- Brano da leggere
□ □ □ □
Già in Ti devo un ritorno c’è il rapporto con un adolescente complicato, Vasco. Pietro, il narratore, diventa per lui un fratello maggiore. Il passaggio successivo verso la paternità era inevitabile…
Evidentemente esistono degli atti mancati, o quantomeno degli appuntamenti mancati, in particolare nel periodo dell’adolescenza o della post-adolescenza che in qualche modo la vita decide di riproporti sotto mentite spoglie affinché tu a quegli appuntamenti a un certo punto ci vada preparato. Anche con l’esperienza di Braccialetti rossi insospettabilmente ho avuto a che fare con l’adolescenza e riguardandola, affrontandola, avvicinandomi mi sono accorto che a me erano proprio mancati dei passaggi di risoluzione di essa. Quando poi sono diventato papà di tutto quel fascino dell’adolescenza non me ne è fregato più niente di colpo, anzi ho iniziato a dire: “Senti questa cosa l’ho già vista, non mi interessa”. Sono diventato grande e me ne sono accorto perché ti passa quella voglia di essere a metà tra il possibile e il realistico, a un certo punto sei un uomo, sei reale, devi prendere in mano le cose, devi fare… Il pragmatismo scavalla tutte le forme poetiche dell’inadeguatezza, quindi bene che essere padre significhi anche essere adulti e non necessariamente vecchi. È un passaggio intermedio estremamente interessante.
Ti devo un ritorno diventerà una serie tv. A che punto siete?
Siamo in una fase abbastanza avanzata. Non è facilissimo perché è un progetto iper ambizioso, che costa tanto, una coproduzione internazionale. Per capirci, stiamo lavorando già da quasi due anni e siamo all’ultima revisione della prima puntata…
Che ruolo hai?
Supervisiono la sceneggiatura.
□ □ □ □
Righe del dataset:
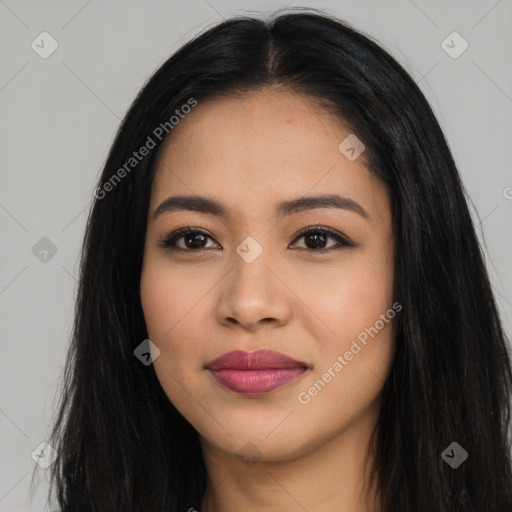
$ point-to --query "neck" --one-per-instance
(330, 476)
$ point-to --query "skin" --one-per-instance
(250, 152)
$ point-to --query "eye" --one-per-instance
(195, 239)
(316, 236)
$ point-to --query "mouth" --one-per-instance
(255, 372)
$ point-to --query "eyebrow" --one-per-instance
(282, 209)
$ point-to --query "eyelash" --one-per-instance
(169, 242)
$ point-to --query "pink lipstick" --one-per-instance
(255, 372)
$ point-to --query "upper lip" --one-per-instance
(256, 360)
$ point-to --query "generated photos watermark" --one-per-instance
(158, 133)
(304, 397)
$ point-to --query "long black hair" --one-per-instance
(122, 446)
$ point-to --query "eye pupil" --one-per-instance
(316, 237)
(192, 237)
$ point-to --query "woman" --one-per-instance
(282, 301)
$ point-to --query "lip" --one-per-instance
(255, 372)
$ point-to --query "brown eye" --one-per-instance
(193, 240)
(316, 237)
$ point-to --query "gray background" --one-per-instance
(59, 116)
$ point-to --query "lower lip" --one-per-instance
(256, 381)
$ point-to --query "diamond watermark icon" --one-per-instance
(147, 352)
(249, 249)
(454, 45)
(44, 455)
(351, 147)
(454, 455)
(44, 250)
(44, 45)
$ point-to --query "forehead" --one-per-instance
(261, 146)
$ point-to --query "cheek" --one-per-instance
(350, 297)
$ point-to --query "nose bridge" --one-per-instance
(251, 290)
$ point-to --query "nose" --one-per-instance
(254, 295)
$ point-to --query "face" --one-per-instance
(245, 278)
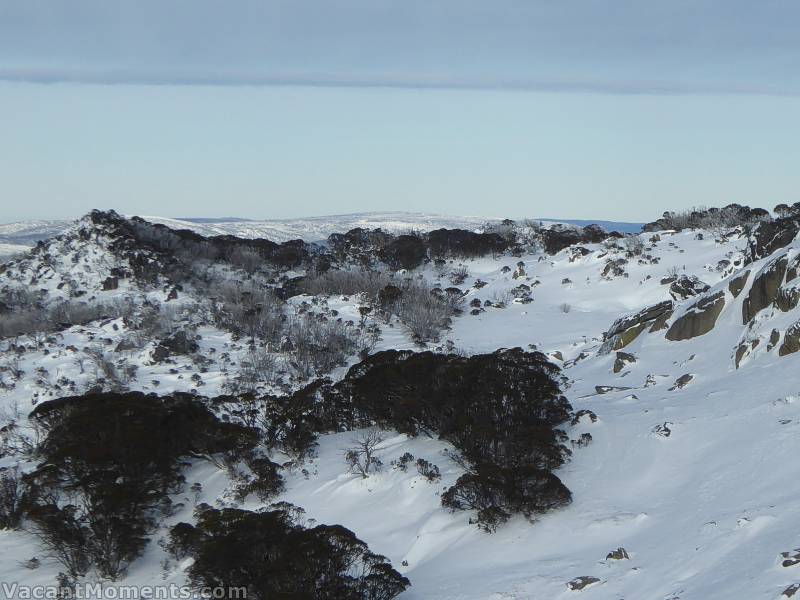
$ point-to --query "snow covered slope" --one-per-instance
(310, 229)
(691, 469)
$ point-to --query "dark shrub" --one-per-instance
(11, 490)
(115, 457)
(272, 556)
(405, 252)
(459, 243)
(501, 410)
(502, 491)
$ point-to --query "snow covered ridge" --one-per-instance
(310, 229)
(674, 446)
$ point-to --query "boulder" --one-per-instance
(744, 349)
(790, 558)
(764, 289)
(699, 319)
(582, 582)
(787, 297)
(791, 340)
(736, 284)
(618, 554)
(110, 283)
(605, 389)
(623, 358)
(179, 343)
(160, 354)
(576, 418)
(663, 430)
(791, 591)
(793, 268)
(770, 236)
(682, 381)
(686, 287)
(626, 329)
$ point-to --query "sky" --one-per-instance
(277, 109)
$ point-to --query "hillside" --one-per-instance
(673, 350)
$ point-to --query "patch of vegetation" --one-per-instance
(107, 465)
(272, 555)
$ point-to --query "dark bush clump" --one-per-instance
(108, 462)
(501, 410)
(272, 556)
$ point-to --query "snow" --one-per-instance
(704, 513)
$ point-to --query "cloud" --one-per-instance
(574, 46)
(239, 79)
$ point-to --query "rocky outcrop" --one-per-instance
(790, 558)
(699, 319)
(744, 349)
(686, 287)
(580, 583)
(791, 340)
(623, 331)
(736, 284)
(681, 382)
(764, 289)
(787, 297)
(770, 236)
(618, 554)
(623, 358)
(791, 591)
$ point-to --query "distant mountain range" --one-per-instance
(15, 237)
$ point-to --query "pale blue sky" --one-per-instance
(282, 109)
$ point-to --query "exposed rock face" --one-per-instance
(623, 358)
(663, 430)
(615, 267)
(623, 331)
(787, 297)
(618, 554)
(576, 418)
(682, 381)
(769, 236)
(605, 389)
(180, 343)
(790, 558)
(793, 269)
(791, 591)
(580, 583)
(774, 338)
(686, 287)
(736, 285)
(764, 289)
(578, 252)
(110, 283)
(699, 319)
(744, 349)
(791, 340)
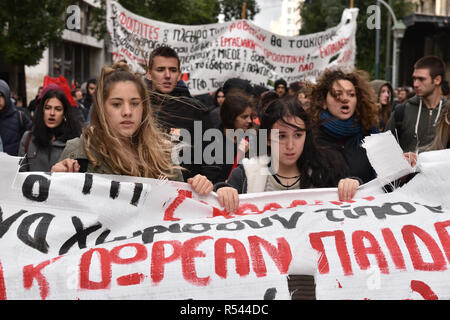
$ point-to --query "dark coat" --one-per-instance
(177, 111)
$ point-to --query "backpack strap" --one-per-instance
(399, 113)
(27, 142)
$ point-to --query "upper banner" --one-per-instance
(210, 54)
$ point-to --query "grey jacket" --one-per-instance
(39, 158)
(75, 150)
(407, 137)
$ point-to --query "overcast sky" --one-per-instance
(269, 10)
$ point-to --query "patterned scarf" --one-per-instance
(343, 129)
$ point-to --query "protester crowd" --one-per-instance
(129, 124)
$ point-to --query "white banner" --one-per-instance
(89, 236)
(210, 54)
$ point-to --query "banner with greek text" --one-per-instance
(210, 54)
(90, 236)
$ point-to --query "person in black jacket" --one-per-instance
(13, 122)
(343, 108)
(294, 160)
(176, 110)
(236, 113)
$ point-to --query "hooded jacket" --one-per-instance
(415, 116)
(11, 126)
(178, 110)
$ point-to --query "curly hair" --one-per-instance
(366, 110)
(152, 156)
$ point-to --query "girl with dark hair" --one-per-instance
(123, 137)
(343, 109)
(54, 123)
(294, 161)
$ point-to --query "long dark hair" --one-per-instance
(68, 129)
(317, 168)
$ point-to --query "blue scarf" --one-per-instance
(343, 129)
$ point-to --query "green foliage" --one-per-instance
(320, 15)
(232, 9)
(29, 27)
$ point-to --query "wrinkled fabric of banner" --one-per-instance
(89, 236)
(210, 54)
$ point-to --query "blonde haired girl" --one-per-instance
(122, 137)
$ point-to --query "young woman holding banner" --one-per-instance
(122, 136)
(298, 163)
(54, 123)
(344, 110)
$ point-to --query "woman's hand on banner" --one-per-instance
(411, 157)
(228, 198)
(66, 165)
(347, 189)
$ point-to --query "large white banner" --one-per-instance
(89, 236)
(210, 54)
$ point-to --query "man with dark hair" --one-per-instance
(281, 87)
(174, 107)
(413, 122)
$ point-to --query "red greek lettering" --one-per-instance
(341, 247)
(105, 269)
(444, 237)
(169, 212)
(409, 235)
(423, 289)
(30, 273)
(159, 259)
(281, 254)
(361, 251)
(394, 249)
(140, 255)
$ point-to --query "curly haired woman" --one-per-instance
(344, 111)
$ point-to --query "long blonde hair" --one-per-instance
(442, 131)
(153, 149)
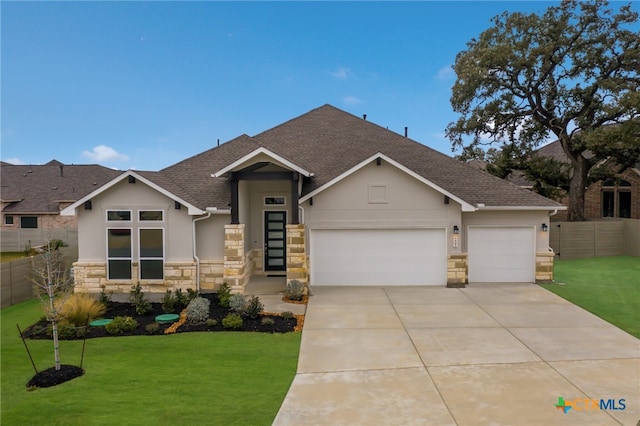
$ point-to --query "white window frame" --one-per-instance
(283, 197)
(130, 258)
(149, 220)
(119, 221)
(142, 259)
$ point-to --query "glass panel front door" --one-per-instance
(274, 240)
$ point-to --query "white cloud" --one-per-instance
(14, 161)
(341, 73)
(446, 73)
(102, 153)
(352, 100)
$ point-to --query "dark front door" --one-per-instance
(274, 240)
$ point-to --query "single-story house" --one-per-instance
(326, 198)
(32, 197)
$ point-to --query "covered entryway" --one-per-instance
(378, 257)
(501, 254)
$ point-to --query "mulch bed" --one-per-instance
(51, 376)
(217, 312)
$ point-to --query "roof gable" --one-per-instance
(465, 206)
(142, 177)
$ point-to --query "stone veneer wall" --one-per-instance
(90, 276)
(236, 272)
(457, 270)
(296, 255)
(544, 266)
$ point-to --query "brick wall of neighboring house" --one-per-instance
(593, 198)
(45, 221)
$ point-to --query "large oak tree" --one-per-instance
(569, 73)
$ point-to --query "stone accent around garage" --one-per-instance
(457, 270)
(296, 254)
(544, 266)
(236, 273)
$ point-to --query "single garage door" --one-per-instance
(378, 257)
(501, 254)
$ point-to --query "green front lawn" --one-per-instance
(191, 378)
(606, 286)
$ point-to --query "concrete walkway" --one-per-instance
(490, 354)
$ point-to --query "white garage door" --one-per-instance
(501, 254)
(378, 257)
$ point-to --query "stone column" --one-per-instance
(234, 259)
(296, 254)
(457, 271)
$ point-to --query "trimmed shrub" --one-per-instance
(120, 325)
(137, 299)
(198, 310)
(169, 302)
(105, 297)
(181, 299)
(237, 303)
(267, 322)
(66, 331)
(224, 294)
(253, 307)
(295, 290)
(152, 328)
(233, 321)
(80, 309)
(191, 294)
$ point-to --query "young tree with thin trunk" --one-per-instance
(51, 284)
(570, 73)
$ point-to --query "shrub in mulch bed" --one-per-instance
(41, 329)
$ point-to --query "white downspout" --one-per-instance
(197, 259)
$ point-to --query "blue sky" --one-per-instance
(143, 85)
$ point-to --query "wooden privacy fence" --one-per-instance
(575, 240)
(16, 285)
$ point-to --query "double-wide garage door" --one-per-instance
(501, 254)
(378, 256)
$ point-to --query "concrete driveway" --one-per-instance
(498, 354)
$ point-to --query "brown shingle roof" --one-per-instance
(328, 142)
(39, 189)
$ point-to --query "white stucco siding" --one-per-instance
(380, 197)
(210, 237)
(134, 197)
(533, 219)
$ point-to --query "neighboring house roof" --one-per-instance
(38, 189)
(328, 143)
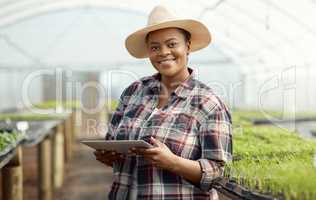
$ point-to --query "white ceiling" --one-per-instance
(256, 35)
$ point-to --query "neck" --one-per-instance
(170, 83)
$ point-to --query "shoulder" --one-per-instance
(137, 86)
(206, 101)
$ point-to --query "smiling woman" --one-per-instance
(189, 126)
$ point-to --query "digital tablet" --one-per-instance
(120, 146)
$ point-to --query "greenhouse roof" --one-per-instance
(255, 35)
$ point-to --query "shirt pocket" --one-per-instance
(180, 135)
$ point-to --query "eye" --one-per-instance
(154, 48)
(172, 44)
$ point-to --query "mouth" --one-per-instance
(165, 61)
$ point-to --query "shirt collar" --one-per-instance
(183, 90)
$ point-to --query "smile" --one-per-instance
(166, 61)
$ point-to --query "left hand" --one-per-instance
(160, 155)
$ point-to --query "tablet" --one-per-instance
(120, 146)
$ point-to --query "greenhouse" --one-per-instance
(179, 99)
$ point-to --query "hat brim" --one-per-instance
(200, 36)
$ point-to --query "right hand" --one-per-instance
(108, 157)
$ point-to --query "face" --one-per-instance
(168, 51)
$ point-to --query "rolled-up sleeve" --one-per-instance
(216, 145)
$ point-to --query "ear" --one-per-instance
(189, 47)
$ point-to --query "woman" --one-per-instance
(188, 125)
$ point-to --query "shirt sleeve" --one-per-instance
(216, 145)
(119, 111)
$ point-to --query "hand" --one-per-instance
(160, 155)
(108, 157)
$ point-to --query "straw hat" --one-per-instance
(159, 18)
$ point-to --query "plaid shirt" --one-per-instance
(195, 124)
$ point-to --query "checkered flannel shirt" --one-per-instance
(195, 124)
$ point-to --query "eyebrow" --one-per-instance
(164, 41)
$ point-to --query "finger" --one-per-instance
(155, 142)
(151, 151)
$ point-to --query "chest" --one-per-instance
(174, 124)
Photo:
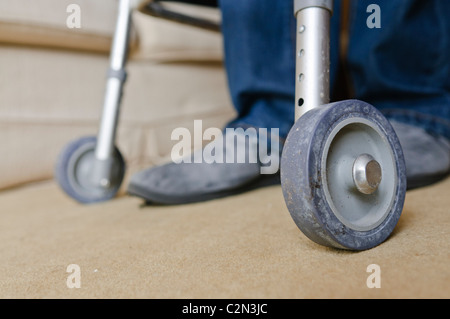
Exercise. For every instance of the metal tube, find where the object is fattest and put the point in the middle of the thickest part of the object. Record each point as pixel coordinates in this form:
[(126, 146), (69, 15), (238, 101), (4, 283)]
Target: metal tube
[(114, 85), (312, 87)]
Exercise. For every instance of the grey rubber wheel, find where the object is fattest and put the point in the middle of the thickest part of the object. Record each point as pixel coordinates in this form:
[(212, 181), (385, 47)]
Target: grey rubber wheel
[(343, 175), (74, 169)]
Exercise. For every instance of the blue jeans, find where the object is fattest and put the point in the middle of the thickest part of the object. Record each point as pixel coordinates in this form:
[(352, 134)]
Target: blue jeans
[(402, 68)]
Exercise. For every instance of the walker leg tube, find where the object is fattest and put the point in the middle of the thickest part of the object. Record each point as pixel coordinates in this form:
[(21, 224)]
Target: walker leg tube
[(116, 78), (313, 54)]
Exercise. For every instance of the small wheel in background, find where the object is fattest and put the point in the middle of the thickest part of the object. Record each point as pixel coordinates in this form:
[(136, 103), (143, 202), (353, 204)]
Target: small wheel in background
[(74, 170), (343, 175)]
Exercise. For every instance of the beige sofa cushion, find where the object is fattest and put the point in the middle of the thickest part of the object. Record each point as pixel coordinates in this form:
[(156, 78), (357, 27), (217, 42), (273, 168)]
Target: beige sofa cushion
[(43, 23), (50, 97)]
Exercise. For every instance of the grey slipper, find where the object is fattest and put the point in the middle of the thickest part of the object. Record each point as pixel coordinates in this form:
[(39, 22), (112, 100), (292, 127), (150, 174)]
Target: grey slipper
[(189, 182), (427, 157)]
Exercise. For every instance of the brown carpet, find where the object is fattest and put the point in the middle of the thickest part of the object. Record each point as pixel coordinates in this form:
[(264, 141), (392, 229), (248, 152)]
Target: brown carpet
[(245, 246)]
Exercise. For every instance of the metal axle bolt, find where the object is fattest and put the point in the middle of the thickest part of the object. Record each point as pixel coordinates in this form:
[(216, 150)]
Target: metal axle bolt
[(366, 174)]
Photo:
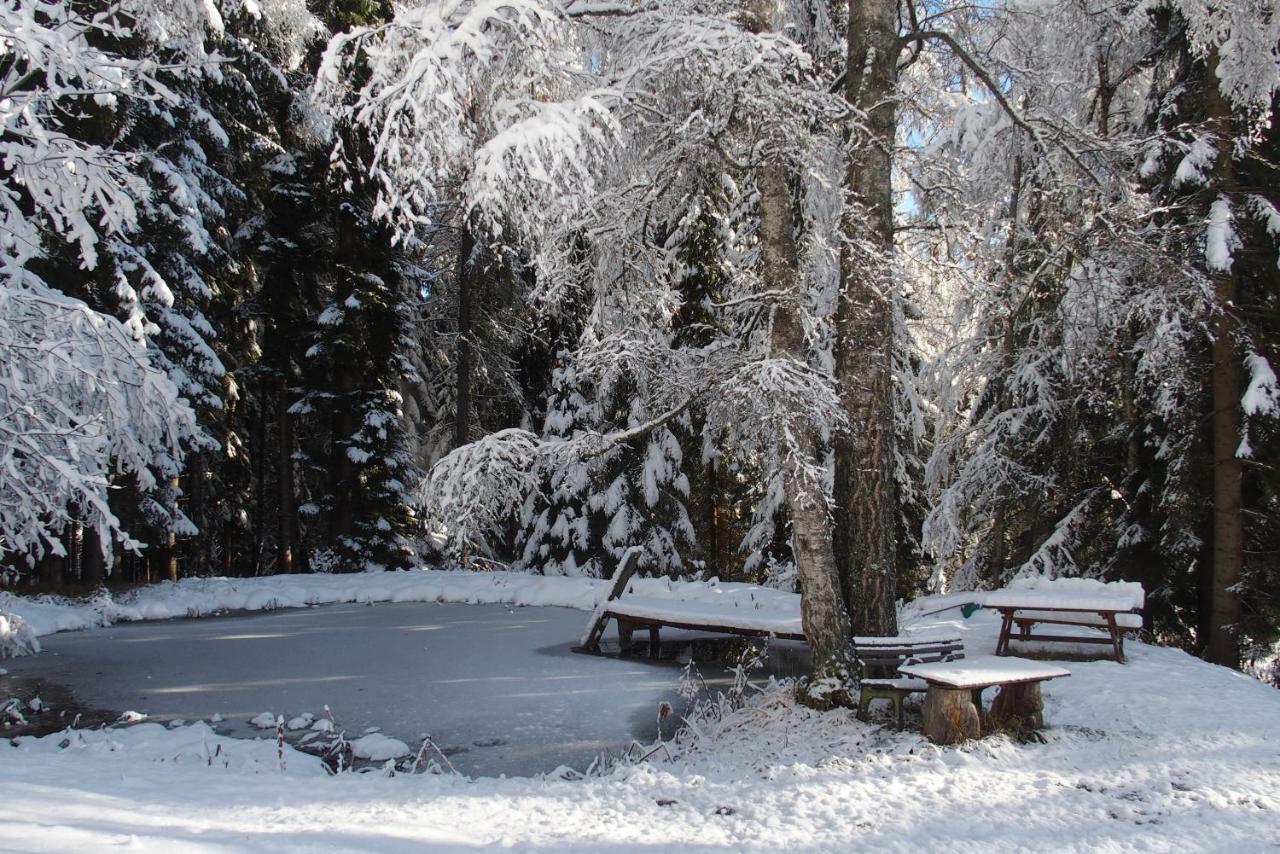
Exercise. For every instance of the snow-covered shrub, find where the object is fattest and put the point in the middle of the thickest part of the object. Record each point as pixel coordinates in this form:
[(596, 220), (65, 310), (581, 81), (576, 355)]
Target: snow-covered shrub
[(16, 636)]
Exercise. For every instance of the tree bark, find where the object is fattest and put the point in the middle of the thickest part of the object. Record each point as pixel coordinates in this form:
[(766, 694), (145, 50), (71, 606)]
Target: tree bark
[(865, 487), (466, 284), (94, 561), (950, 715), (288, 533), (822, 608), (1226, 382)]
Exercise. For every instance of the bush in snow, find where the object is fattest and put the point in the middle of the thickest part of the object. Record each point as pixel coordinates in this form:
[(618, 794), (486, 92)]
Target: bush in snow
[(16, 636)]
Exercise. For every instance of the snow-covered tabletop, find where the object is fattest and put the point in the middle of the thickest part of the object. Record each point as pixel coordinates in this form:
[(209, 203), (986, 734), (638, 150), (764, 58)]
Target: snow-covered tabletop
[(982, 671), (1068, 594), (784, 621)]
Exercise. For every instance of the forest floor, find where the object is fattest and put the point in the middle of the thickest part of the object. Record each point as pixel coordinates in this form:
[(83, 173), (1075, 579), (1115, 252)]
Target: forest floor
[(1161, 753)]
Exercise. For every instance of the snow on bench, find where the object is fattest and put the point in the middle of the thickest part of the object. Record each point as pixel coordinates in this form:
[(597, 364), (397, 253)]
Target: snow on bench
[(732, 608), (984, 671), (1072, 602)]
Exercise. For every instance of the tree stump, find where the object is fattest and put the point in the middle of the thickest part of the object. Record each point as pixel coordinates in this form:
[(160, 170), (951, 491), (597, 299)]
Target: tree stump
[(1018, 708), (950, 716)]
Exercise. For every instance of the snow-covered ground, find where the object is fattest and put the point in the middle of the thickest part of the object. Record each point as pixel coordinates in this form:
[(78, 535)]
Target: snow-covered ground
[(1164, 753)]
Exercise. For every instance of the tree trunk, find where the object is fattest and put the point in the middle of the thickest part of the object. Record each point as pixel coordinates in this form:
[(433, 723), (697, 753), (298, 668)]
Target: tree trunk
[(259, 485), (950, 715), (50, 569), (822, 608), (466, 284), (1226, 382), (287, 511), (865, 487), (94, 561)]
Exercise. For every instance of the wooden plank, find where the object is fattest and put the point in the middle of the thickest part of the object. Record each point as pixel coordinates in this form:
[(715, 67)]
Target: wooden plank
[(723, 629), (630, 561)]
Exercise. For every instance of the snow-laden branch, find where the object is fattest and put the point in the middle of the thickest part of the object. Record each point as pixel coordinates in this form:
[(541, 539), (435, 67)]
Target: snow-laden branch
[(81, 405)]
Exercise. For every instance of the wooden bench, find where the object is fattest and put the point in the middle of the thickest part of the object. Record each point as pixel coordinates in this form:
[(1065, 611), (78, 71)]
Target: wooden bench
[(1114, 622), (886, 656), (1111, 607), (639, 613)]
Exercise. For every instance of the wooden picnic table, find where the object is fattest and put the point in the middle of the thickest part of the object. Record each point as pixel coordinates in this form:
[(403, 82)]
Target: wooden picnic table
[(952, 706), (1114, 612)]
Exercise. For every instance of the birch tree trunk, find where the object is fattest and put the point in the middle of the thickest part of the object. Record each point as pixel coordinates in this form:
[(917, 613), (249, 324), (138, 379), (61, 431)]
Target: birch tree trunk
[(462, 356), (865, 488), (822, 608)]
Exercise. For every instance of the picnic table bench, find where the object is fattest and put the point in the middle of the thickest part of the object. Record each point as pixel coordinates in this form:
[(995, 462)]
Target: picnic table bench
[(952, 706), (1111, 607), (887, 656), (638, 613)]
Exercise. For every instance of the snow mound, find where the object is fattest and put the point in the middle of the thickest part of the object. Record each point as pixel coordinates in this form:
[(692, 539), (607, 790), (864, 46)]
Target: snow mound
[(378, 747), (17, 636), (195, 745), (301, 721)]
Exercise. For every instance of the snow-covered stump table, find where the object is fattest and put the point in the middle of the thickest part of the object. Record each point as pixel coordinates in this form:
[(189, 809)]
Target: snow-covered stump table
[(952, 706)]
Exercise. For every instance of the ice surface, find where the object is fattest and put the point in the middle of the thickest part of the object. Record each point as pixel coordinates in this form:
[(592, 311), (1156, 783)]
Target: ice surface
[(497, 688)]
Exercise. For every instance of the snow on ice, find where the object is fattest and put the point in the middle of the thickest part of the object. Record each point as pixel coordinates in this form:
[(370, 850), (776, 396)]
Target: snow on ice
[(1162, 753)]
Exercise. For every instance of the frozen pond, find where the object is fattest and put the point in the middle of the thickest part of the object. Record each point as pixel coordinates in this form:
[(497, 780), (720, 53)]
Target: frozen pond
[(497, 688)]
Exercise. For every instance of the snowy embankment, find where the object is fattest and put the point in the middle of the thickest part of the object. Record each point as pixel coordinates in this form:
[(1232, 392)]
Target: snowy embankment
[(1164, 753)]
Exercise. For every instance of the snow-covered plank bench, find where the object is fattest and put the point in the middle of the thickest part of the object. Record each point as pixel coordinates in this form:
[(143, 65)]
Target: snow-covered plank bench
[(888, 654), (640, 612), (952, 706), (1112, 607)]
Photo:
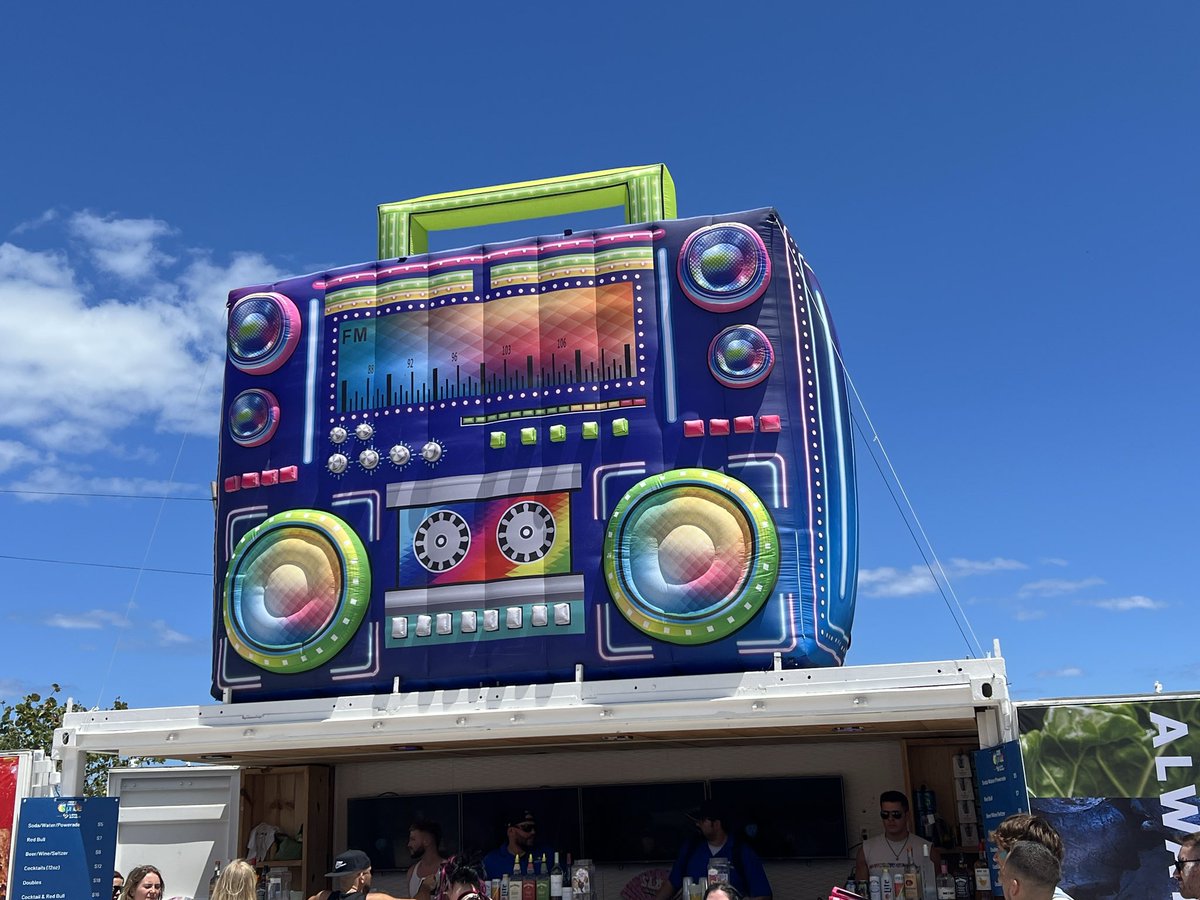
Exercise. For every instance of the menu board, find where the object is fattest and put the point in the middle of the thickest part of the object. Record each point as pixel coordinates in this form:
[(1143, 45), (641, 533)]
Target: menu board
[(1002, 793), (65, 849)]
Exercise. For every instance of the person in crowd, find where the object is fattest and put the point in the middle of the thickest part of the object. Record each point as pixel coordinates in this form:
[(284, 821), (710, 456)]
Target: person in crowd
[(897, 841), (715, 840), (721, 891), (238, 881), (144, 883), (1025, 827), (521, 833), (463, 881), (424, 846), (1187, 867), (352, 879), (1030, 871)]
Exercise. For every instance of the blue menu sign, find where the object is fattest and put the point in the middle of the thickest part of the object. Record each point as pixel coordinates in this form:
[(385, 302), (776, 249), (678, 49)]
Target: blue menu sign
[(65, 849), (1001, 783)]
□ □ □ □
- Sfida
Stando al brano, perché il lavoro sulla serie tv tratta da Ti devo un ritorno non è facilissimo? Rispondi in una-tre frasi. Le voci non servono per svolgere il compito.

- Risposta scritta
Non è facilissimo perché è un progetto iper ambizioso, che costa tanto ed è una coproduzione internazionale.